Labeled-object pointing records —

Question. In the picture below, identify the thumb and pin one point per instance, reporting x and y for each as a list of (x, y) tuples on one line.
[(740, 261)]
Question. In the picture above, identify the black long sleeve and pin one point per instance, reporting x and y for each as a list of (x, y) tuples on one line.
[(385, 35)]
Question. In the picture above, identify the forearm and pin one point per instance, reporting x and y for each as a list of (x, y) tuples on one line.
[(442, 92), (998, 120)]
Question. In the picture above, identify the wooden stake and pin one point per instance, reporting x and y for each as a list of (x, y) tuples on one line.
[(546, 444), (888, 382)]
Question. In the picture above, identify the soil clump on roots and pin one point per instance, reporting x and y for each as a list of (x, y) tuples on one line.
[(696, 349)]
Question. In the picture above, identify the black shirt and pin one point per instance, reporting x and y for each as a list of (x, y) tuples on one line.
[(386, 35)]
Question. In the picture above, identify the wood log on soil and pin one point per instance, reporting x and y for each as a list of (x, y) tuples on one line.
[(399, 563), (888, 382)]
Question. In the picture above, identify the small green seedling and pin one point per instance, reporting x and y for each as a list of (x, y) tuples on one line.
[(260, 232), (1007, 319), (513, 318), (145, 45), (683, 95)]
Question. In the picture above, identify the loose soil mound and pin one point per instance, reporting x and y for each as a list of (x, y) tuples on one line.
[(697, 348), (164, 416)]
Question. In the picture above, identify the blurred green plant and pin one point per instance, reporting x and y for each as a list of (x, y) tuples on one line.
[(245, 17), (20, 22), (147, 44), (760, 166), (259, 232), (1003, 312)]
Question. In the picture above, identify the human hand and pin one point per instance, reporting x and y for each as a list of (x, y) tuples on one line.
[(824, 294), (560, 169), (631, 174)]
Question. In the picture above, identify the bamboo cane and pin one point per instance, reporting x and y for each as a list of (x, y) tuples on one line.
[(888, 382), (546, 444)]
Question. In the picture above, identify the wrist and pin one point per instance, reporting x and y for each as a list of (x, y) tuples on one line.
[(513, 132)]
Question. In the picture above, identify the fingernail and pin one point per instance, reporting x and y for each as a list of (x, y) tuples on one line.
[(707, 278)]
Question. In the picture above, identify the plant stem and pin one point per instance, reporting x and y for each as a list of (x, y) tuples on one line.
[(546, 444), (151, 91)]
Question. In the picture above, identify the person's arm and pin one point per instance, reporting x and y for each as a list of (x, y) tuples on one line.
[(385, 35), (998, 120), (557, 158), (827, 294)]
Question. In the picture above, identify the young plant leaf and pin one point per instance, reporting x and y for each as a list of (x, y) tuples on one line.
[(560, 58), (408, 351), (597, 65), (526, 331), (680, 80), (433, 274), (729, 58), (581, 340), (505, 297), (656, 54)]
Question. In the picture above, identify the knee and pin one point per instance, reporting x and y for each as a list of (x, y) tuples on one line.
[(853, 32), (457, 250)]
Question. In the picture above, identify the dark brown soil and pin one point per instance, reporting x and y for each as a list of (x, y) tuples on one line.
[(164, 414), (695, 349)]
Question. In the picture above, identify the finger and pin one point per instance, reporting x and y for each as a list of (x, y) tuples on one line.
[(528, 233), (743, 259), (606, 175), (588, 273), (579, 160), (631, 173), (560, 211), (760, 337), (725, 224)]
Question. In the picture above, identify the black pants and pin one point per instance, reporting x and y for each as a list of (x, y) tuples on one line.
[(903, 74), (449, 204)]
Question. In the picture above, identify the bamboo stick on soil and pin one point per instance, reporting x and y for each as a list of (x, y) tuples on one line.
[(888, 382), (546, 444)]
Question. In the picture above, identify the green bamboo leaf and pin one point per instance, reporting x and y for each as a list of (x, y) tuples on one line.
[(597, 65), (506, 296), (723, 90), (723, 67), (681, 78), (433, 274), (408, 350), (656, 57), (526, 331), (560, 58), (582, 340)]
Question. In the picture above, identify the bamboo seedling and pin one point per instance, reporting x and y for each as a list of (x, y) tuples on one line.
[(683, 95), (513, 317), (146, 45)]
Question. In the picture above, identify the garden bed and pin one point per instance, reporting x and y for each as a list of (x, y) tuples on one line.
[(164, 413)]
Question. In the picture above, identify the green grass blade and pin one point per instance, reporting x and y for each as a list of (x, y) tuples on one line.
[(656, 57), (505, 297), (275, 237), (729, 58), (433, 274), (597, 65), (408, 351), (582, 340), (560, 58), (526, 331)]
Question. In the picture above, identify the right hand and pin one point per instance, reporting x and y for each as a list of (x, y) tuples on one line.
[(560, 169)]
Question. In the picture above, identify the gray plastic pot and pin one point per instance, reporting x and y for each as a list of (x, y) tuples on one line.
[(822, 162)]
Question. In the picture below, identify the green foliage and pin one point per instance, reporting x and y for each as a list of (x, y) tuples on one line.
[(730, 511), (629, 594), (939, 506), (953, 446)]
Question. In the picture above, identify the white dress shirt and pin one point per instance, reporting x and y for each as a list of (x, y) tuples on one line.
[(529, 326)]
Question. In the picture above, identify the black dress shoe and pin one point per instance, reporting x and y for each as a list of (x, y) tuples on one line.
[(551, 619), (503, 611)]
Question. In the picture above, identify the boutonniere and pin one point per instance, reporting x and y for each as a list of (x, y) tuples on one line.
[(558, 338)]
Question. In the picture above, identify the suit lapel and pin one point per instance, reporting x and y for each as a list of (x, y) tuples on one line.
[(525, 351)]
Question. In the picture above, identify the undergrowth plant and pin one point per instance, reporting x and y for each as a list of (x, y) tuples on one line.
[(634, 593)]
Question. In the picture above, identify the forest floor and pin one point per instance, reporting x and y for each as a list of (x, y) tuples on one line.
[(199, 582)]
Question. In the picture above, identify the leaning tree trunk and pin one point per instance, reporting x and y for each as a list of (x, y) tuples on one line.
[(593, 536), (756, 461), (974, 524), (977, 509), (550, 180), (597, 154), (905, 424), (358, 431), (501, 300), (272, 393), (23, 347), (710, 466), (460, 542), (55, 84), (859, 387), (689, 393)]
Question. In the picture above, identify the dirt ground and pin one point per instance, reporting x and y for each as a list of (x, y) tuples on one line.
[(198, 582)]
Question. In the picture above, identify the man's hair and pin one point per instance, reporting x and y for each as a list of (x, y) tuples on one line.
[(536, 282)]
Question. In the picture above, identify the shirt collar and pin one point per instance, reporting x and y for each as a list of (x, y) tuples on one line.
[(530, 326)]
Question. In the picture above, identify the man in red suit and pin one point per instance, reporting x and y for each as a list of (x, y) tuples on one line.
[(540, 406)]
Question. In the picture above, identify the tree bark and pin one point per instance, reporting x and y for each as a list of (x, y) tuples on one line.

Work required —
Copy out word for word the lines from the one containing "Question. In the picture above, identify the plant" through the one containing "[(164, 414), (695, 349)]", including both of those lines.

Response —
Question. In the picture above, identify the plant stem and pin one point per instance, reporting x and y for each as a list of (x, y) tuples on one line.
[(546, 444), (151, 91)]
Question. In the picture above, identify the person's arm and pin one point per instance, reporting x and y for each as a list of (x, y) tuples on one line.
[(385, 35), (998, 120), (557, 158), (827, 294)]
Question. In the picture above, identify the young plant leaf and pin one point per instance, reporting x and y for each as a list of (x, y) tuples on one line.
[(560, 58), (408, 351), (597, 65), (526, 331), (680, 80), (433, 274), (729, 58), (581, 340), (505, 297), (656, 54)]
Question. In the picture above, identify the knee and pin one point per instance, reporting x and y for each as a list of (x, y) tuples on one line.
[(853, 32), (457, 250)]
Question. In the picture above, identify the dark brown soil and pin one point per instance, reporting x and y for each as a list of (x, y) tuples on one line.
[(164, 414), (695, 349)]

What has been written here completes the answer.